> **What you need to do**: Your task is to restate every entry below word for word and omit the images.

-- Data follows --

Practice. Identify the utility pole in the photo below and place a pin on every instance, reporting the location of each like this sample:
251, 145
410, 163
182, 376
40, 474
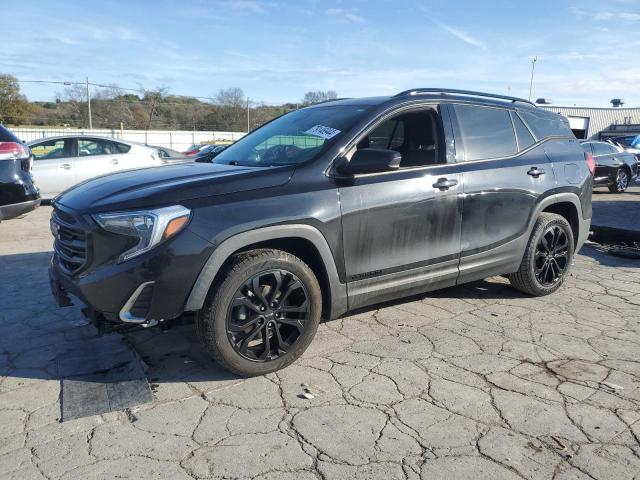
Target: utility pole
89, 105
533, 67
248, 123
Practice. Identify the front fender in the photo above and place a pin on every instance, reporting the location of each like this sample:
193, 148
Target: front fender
211, 268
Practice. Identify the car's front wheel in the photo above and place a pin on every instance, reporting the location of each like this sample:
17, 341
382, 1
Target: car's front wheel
621, 182
262, 313
547, 258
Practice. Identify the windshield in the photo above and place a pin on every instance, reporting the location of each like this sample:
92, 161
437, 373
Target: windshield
293, 138
632, 141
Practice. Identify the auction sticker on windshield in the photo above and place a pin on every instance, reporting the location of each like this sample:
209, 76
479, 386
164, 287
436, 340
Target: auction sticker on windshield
322, 131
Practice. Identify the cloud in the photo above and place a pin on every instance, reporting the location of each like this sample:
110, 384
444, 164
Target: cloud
350, 16
463, 36
457, 32
607, 15
246, 6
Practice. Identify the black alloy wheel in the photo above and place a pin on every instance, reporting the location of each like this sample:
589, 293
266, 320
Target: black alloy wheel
267, 315
552, 256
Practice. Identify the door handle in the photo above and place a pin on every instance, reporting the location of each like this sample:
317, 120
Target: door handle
535, 172
445, 184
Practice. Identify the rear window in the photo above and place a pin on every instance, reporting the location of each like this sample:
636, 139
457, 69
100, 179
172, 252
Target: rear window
486, 132
547, 125
602, 149
7, 136
122, 147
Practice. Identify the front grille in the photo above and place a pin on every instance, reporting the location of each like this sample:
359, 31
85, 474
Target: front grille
70, 242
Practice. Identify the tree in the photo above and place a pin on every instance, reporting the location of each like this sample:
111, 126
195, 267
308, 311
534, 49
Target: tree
14, 107
319, 96
231, 113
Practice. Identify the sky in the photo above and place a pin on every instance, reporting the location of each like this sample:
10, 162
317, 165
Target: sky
587, 51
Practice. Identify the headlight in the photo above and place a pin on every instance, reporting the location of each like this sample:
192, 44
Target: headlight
150, 227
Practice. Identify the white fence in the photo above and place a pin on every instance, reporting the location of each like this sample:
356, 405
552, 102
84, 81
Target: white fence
176, 139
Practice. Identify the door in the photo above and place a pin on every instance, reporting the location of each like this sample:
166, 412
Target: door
54, 166
96, 157
505, 173
401, 229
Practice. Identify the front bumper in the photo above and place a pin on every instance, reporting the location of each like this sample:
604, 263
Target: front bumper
8, 212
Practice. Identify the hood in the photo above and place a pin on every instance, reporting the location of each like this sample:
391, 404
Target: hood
168, 184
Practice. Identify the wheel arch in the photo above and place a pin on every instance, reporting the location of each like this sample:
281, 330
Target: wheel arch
569, 212
568, 206
303, 241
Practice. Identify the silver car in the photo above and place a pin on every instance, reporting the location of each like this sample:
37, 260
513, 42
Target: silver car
61, 162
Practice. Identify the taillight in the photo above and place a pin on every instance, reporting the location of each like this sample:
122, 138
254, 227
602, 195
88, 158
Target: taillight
13, 151
591, 163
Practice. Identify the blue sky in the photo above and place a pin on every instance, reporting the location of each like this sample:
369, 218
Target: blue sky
588, 51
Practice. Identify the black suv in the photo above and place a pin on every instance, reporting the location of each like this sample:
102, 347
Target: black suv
325, 210
18, 194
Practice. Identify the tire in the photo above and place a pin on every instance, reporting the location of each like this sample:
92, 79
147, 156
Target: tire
533, 277
621, 182
287, 324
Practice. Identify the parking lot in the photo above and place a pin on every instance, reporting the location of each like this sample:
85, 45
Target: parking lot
476, 381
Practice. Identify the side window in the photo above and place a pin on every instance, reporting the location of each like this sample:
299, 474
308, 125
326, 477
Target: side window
95, 146
587, 147
388, 135
122, 147
486, 132
547, 124
52, 149
413, 134
525, 139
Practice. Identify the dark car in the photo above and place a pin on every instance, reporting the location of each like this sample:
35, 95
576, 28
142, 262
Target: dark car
18, 193
630, 143
615, 168
325, 210
167, 153
208, 153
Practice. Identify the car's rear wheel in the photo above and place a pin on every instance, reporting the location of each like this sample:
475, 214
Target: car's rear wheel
262, 313
621, 182
547, 258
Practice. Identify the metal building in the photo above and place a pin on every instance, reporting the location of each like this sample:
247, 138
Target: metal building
600, 123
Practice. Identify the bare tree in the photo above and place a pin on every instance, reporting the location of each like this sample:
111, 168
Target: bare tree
231, 113
14, 107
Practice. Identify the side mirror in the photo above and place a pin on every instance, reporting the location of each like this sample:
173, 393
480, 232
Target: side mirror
370, 160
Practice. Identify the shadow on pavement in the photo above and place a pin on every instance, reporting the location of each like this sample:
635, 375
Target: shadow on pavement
101, 373
600, 255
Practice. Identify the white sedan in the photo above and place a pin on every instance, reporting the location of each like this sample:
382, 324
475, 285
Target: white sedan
61, 162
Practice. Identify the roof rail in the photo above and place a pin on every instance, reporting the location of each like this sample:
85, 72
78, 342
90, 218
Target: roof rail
445, 91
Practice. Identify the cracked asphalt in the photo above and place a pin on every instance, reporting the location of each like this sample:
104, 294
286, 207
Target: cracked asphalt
470, 382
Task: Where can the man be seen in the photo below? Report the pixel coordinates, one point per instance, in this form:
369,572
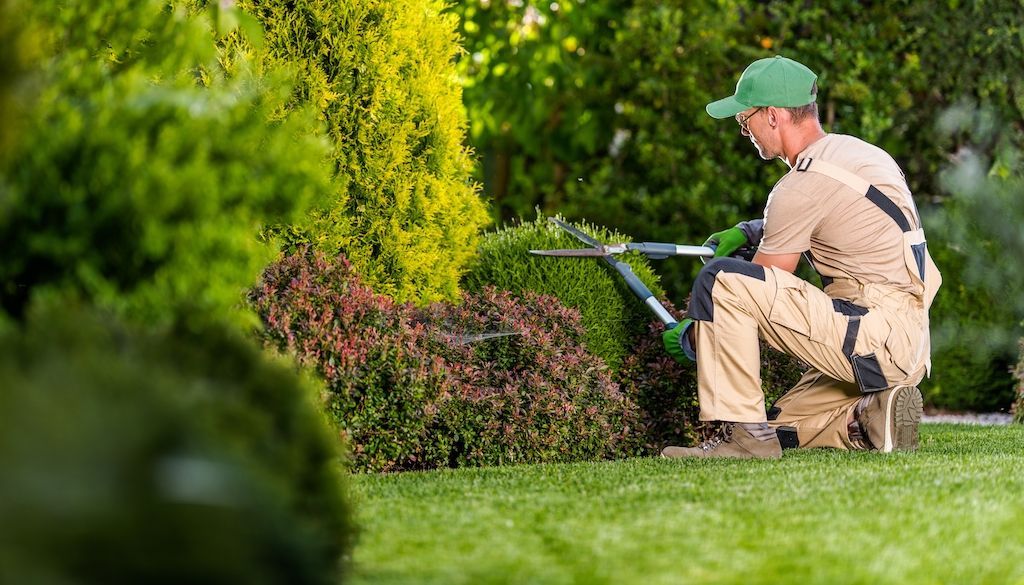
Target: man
846,204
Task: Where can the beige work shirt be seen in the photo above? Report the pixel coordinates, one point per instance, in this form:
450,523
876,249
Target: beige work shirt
848,236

-- Data concluded --

> **Response to this exercise**:
Practice. Identify the utility pole in the photo below and place a pin on every instance, reporting the location of each like this sample:
251, 145
410, 163
182, 376
40, 474
Target: utility pole
89, 105
533, 67
248, 123
Practice. Identify the front fender in the photo above and place a pin on every instance, reporting the location of each like this sample:
193, 148
Target: front fender
211, 268
Practice. Identify the car's front wheel in the photo above and place a pin on every instance, reporting the location of each like this sample:
17, 341
382, 1
Target: car's front wheel
621, 182
262, 313
547, 258
Practice. Identify the windshield in the photo above and place a pin on every instance, reporting the location of each like this sample:
92, 161
437, 373
Target: windshield
293, 138
632, 141
Practice. Identify the auction sticker on windshield in the photo above and place a pin on every instance, reporting the location of each like this sample:
209, 76
479, 386
164, 287
436, 340
Target: auction sticker on windshield
322, 131
Practice. Identify the cloud in the photo above and place a pin on every instance, reporting the location of each like this sample:
110, 384
444, 164
Target: cloud
350, 16
463, 36
457, 32
607, 15
246, 6
Practice. Identify the black alloy wheel in the photo above and place a pin on every instance, reporting the location of each like this sample:
589, 293
266, 320
Target: black alloy wheel
267, 315
552, 256
Practice. Identify the door handle in the photo above and place a pin on every instance, reporting the location of each like this sample:
317, 120
Target: door handle
535, 172
445, 184
Practice. Identify the rear window in the photo above and place a pin on every instance, reporting the location of each like this sample:
636, 139
457, 69
100, 179
172, 252
Target: rear window
486, 132
547, 125
602, 149
7, 136
122, 147
Practice. Identify the front grille in the photo above and place a pin on every instance, reporting the location of each like this sample:
359, 31
85, 474
Target: front grille
70, 242
Practice. Identify the tree in the photo above and place a pin on every instance, reporting the location of each like this sample:
111, 126
195, 267
308, 311
534, 49
Target: tree
14, 107
319, 96
231, 113
Practice. Identify the sky in the photo above and place a pin on every instance, reporting the location of each like this sample:
10, 162
317, 165
Target: sky
587, 51
Practice. Identify the headlight in the photo above and place a pin on every instance, reporting the location of each like this sample:
192, 44
Target: headlight
150, 227
Practice. Identify the white fence in the photo above and place a pin on every instance, reporting the location of each like this sample:
356, 405
552, 102
84, 81
Target: white fence
176, 139
Practice. Identify the door in the photo above and place a pin on every instance, reporting the location of each like this sample:
166, 412
Target: door
54, 166
96, 157
505, 173
401, 229
Practice. Identify the front bumper in the photo above and place a pin on every instance, reporting the location of each like this sample:
604, 263
Target: front bumper
8, 212
Practice. Identify the hood in the photo above and place a pin on every instance, reporting the location of each like this sample:
391, 404
Target: hood
168, 184
Practice. Identify the wheel arch in the photo above and place a pin on every instance, reporting the location of each like this sample:
281, 330
Target: wheel arch
569, 212
568, 206
303, 241
Practice. Identify the silver car in the photo above and place a pin on every instance, reporting the location of each like this sample:
37, 260
513, 42
Target: silver car
61, 162
Practice. Identify the taillight in the photo above and place a pin on every instance, reporting the location of each like this sample:
122, 138
254, 227
602, 195
88, 158
Target: taillight
13, 151
591, 163
Practice. Identify the blue sky in the photo above and place a pin on every instance, reporting the location of each like this sample:
369, 218
Target: blue sky
588, 51
Practice. Identify the black suv in the photo above and place a pin on every instance, reporting the location of each like this sample:
102, 347
Target: black suv
325, 210
18, 194
Practice. Identify the tire in the photo above and place a pin on every instance, reporting the location of each like this sample:
92, 79
147, 156
Target: tire
533, 277
621, 182
287, 324
Practice. Identify the parking lot in the photo above and place a pin on every instance, reporting the location of each like this sample:
85, 45
Target: parking lot
476, 381
Practice. Identify the side window in the photo above and place a pin on every instance, reporting the location of each like this sample:
299, 474
308, 125
326, 477
Target: side window
95, 146
587, 147
388, 135
122, 147
486, 132
547, 124
52, 149
413, 134
525, 139
Practice. Identify the dark car in the photo above and place a pin on every instance, reporting the location of each like this sample:
35, 95
576, 28
142, 262
Target: dark car
18, 193
630, 143
615, 168
325, 210
167, 153
208, 153
Practice. Identify the car's rear wheel in the photo above and place a pin on every instance, reporting the location of each like this sample:
475, 214
Target: car's rear wheel
262, 313
621, 182
547, 258
Practice. Identify the metal building in the photo above and place a pin on every instance, reporting the location of each like this sample:
247, 138
Target: metal building
600, 123
Practice. Identify the bare tree in the photo above and place a pin on every instance, reporting the location of each like this sample:
111, 168
Target: bare tree
231, 113
14, 107
Practice. Identify the side mirror in the photo above and place a pin on every instance, reporting the location of each like this sample:
173, 393
480, 232
Target: side mirror
370, 160
Practice. Identify the shadow on pavement in the photo above and place a pin on every instance, reporting the location of each like this sample:
635, 375
Target: shadow on pavement
101, 373
600, 255
Practice. Identify the white sedan in the photo above and place a pin on every instance, reporting the location of each like this sample:
382, 324
475, 285
Target: white sedan
61, 162
Practice. Identify the roof rail in the photo above and place a pin on every instance, reporting the location of each like this sample:
85, 72
78, 342
90, 218
Target: roof rail
445, 91
Practice. Identify the cracked asphalt in the photo above and place a pin on every instance, reporting the location of each like this sample:
104, 294
286, 207
Target: cracked asphalt
470, 382
Task: Where can the man be seen in the photo below? Report the pixel coordinates, one point per instance, in this form:
369,572
Target: man
846,204
Task: Where can the beige work shirt be seen in the photo above? Report the pixel coordinates, one point per instance, in this form:
450,523
876,249
Target: beige work shirt
848,236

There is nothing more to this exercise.